Work to do |
1. Output everything in the financial results passage from "Interest expense for" down to "foreign withholding taxes.", copied word for word.
2. Return everything in the rows from their very first line down to the line containing "<point>861,404</point>", including that line, and leave the pictures out.

Quoted passage |
Interest expense for the 26 week period ended July 3, 2012 was $0.1 million compared to $0.3 million for the 28 week period ended July 12, 2011. The decrease was due primarily to the reversal of $0.1 million of previously accrued interest expense resulting from the revised estimate of an outstanding tax liability.

 

In addition, during the 26 week period ended July 3, 2012 and the 28 week period ended July 12, 2011, we paid cash dividends on the Series B Preferred Stock totaling $0.8 million.

 

Income tax expense

 

We have recorded a tax expense of 6.5% for the 26 week period ended July 3, 2012. The effective tax expense was primarily due to the pretax income, a change in valuation allowance related to deductible temporary differences originating during the current year, the alternative minimum taxes and foreign withholding taxes.

 

We have recorded a tax benefit of 5.9% for the 28 week period ended July 12, 2011. Our prior year tax rate was primarily affected by pretax loss, a change in the valuation allowance related to deductible temporary differences originating during the current year, the release of uncertain tax benefits on certain state credits and related interest as the statutes have expired.

 

KEY FINANCIAL METRICS AND NON-GAAP MEASURES

 

Management reviews and discusses its operations based on both financial and non-financial metrics. Among the key financial metrics upon which management focuses is reviewing the performance based on the Company’s consolidated GAAP results, including Company Store comparable sales. Management also uses certain supplemental, non-GAAP financial metrics in evaluating financial results, including Franchise Store comparable sales and system-wide comparable sales.

 

Company Store comparable sales represent the change in year-over-year sales for all Company Stores opened for at least one full fiscal year.

 

Franchise Store comparable sales, a non-GAAP financial measure, represents the change in year-over-year sales for all Franchise Stores opened for at least one full fiscal year, as reported by franchisees and exclude International Stores.

Supplied records |
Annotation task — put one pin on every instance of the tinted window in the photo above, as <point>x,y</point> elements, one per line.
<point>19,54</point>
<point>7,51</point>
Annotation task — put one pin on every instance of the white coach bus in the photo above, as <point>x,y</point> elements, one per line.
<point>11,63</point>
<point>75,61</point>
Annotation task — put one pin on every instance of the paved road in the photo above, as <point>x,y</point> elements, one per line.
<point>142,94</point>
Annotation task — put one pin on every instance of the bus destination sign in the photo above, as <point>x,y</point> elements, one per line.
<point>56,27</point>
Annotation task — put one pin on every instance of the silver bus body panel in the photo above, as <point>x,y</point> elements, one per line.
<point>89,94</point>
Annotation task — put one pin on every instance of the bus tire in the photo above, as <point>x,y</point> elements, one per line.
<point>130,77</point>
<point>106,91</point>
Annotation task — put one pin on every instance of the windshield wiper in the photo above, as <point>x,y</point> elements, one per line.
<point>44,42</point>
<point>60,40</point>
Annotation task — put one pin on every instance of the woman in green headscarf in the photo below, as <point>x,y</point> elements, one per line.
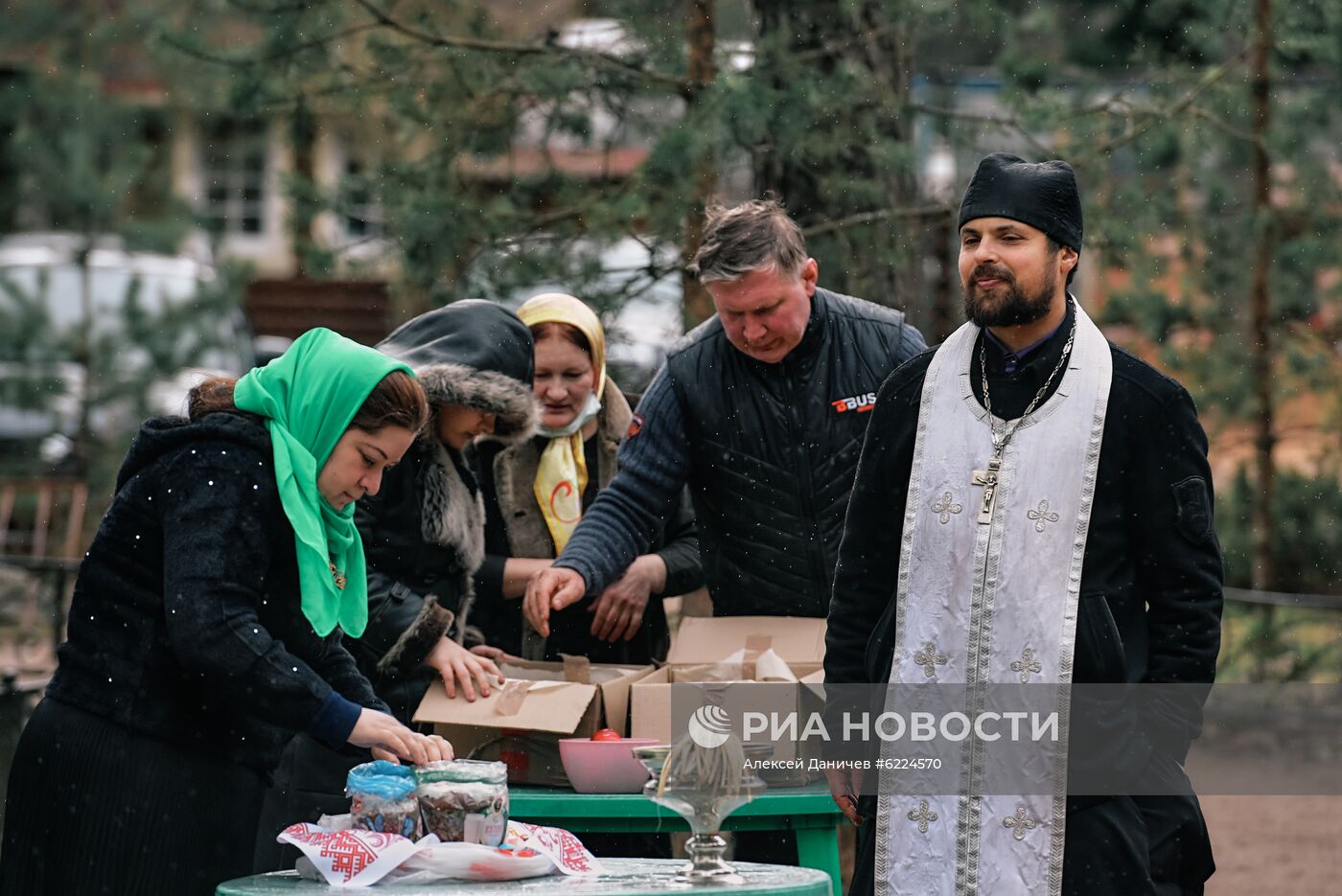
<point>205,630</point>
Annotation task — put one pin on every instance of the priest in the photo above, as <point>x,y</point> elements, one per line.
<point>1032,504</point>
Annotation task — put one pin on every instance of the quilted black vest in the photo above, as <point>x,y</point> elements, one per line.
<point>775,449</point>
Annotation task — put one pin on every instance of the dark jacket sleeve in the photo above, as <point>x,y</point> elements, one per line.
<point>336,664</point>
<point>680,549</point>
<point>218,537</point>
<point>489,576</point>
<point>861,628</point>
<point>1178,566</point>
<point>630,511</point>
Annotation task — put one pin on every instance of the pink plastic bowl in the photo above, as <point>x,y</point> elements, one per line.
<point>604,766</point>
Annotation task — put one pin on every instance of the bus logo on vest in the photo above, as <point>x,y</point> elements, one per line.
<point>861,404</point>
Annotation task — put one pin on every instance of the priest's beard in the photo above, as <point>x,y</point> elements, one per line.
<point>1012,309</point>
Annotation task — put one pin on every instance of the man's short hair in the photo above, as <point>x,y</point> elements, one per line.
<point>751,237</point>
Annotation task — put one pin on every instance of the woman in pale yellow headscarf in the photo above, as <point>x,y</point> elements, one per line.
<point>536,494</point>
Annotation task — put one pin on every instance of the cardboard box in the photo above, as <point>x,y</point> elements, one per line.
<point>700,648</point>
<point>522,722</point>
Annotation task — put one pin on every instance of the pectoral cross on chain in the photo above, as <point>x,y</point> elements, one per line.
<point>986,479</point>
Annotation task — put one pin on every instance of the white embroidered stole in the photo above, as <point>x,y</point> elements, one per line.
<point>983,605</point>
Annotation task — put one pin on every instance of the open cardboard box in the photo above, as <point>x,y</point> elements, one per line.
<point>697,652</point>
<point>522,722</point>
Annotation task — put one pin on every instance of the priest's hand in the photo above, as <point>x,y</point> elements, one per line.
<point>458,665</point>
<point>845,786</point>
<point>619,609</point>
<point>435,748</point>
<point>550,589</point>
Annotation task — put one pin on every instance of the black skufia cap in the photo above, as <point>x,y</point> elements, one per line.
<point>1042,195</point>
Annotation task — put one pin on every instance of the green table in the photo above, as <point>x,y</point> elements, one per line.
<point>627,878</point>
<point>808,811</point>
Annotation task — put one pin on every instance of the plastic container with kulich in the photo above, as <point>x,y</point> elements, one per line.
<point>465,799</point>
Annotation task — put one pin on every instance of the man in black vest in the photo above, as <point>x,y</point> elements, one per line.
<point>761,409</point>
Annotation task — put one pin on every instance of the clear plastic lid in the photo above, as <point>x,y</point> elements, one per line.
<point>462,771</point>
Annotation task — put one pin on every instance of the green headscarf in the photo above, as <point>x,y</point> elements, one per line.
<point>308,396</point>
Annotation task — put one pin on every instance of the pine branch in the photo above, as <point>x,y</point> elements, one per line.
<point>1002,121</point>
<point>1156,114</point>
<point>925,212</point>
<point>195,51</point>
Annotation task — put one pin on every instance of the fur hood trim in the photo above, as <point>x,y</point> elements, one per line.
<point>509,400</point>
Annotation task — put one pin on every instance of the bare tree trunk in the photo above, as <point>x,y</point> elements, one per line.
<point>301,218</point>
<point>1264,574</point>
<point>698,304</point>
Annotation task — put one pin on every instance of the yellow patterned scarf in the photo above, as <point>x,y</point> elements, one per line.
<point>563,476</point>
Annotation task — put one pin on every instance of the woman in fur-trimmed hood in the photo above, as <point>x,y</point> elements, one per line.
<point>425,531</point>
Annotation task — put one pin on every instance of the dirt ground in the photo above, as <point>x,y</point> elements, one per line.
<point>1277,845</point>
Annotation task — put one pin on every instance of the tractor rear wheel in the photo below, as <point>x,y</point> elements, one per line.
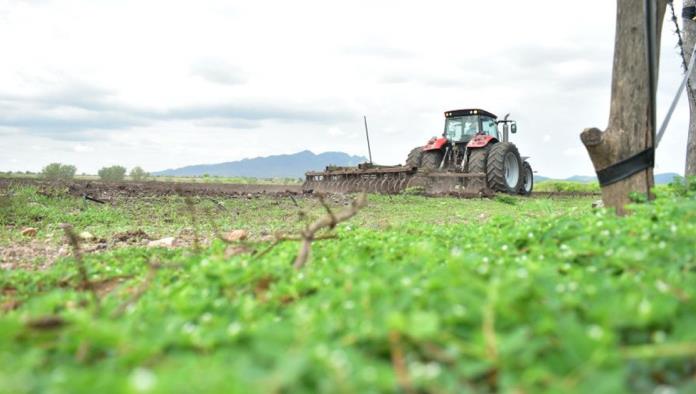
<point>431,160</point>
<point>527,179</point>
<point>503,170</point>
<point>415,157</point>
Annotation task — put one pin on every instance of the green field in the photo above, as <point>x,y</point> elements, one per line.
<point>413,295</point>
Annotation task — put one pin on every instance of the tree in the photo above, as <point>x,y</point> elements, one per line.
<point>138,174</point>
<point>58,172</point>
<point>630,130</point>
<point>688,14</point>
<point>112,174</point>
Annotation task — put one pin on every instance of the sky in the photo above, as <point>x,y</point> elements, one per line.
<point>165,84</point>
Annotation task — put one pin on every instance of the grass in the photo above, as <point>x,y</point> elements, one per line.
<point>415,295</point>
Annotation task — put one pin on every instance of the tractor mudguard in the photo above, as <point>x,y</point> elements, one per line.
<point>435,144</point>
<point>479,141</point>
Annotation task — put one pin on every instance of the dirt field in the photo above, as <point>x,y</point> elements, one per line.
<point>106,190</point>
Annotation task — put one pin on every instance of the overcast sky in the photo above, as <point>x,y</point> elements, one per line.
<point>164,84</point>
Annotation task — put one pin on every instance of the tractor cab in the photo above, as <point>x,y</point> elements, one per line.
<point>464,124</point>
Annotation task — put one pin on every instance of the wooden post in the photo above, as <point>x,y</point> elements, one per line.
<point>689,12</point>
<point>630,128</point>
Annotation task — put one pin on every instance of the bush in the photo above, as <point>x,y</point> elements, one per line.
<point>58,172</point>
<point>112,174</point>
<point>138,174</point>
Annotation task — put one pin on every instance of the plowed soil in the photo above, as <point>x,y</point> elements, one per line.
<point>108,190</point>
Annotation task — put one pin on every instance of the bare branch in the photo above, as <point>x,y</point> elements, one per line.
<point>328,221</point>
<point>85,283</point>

Solutions per task |
1.
Interest expense for the 26 week period ended July 3, 2012 was $0.1 million compared to $0.3 million for the 28 week period ended July 12, 2011. The decrease was due primarily to the reversal of $0.1 million of previously accrued interest expense resulting from the revised estimate of an outstanding tax liability.

 

In addition, during the 26 week period ended July 3, 2012 and the 28 week period ended July 12, 2011, we paid cash dividends on the Series B Preferred Stock totaling $0.8 million.

 

Income tax expense

 

We have recorded a tax expense of 6.5% for the 26 week period ended July 3, 2012. The effective tax expense was primarily due to the pretax income, a change in valuation allowance related to deductible temporary differences originating during the current year, the alternative minimum taxes and foreign withholding taxes.

2.
Annotation task — put one pin on every instance of the tinted window in the photo above, as <point>x,y</point> elements, one per line.
<point>19,54</point>
<point>7,51</point>
Annotation task — put one pin on every instance of the white coach bus in the photo above, as <point>x,y</point> elements, one per line.
<point>11,63</point>
<point>75,61</point>
Annotation task — put one pin on every instance of the paved road in the photo above, as <point>x,y</point> elements, one per line.
<point>142,94</point>
Annotation task — put one pin on every instance of the bus destination sign in the photo above, as <point>x,y</point> elements, one per line.
<point>56,27</point>
Annotation task — put one pin on every instance of the silver bus body panel in the photo above, as <point>x,y</point> elements, one per line.
<point>89,94</point>
Annotation task — put one pin on every instance of the bus tire in the photo above, as <point>x,y</point> elements, one per line.
<point>130,77</point>
<point>106,91</point>
Annotation task — put one pin on every instance of the windshield wiper in the photo above, as <point>x,y</point> elements, one per line.
<point>44,42</point>
<point>60,40</point>
Annotation task — put one pin on every instance of the woman in green headscarf in the photo below, as <point>x,y</point> elements, one per line.
<point>205,630</point>
Annotation task — put one pin on every instance of the priest in the photo above, as <point>x,y</point> elements, one per line.
<point>1032,504</point>
Annotation task — put one pin on every instance of the quilted black vest in the photo above, as <point>x,y</point> elements, one per line.
<point>775,449</point>
Annotation task — put one pin on every instance of the dark jacket sleeve in the photo above, as <point>x,y</point> elements, one per line.
<point>336,664</point>
<point>680,549</point>
<point>218,537</point>
<point>489,576</point>
<point>861,628</point>
<point>1178,566</point>
<point>630,511</point>
Annotation task — put one pin on every instance of the pink plastic bowl in the photo above, as <point>x,y</point> elements, one per line.
<point>604,766</point>
Annotation task — put one pin on every instance of the bus logo on vest in the photo above, as <point>x,y</point> elements, one per line.
<point>861,404</point>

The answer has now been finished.